▼
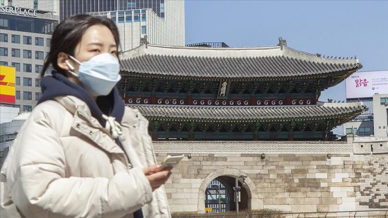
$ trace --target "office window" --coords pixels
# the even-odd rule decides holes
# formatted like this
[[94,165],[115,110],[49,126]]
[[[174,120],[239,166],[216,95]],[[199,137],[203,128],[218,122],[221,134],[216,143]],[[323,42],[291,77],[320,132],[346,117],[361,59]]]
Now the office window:
[[35,100],[38,100],[40,97],[42,97],[42,93],[40,92],[35,92]]
[[23,44],[25,45],[30,45],[32,44],[32,37],[29,36],[23,36]]
[[23,72],[25,73],[33,72],[33,65],[30,64],[23,64]]
[[35,87],[40,87],[40,79],[35,79]]
[[17,76],[17,77],[15,78],[15,79],[16,79],[15,81],[15,84],[16,84],[17,86],[19,86],[19,85],[20,85],[20,78],[18,77],[18,76]]
[[11,51],[11,55],[15,57],[20,57],[20,49],[12,48]]
[[23,105],[23,111],[32,111],[33,107],[30,105]]
[[35,46],[43,46],[43,38],[35,37]]
[[0,42],[8,42],[8,35],[6,33],[0,33]]
[[33,58],[33,52],[30,50],[23,49],[23,58]]
[[24,91],[23,100],[33,100],[33,93],[30,91]]
[[8,28],[8,20],[0,18],[0,27]]
[[160,12],[164,13],[164,3],[160,3]]
[[17,72],[20,72],[20,63],[12,62],[11,65],[15,67]]
[[380,105],[385,105],[385,103],[388,102],[388,98],[380,98]]
[[0,47],[0,56],[8,56],[8,48]]
[[146,15],[146,10],[141,10],[141,21],[147,21],[147,16]]
[[127,1],[127,9],[135,9],[136,2],[132,1]]
[[35,64],[35,73],[40,73],[43,69],[43,65]]
[[140,15],[135,14],[134,15],[134,22],[139,22],[140,21]]
[[358,134],[362,135],[370,135],[371,134],[371,127],[360,127],[358,128]]
[[132,11],[127,10],[125,11],[125,23],[132,22]]
[[43,60],[44,59],[44,53],[43,51],[35,51],[35,59]]
[[32,87],[33,86],[33,79],[28,78],[23,78],[23,85],[25,87]]
[[352,133],[352,128],[346,128],[346,134],[350,134]]
[[147,26],[141,26],[141,34],[147,34]]
[[15,98],[16,98],[16,100],[20,100],[20,91],[15,91]]
[[11,40],[12,43],[20,44],[20,36],[19,35],[12,35]]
▲
#### YOUR TASK:
Echo the rows verbatim from their first line up to and including the line containing "[[23,105],[23,111],[32,111],[33,107],[30,105]]", omitting the picture.

#### RESULT:
$ trace --target "office window" --coords pixels
# the even-odd rule decides holes
# formatted like this
[[94,165],[115,110],[49,126]]
[[[174,120],[239,166],[216,95]],[[199,137],[203,128],[218,122],[221,134],[216,143]],[[323,42],[291,77],[320,132],[346,117],[361,59]]]
Now the office window:
[[35,100],[38,100],[40,97],[42,97],[42,93],[40,92],[35,92]]
[[23,44],[25,45],[30,45],[32,44],[32,37],[29,36],[23,36]]
[[23,72],[25,73],[33,72],[33,65],[30,64],[23,64]]
[[35,87],[40,87],[40,79],[35,79]]
[[17,76],[17,77],[15,78],[15,79],[16,79],[15,81],[15,84],[16,84],[17,86],[19,86],[19,85],[20,85],[20,78],[18,77],[18,76]]
[[11,51],[11,55],[15,57],[20,57],[20,49],[12,48]]
[[23,105],[23,111],[32,111],[33,107],[30,105]]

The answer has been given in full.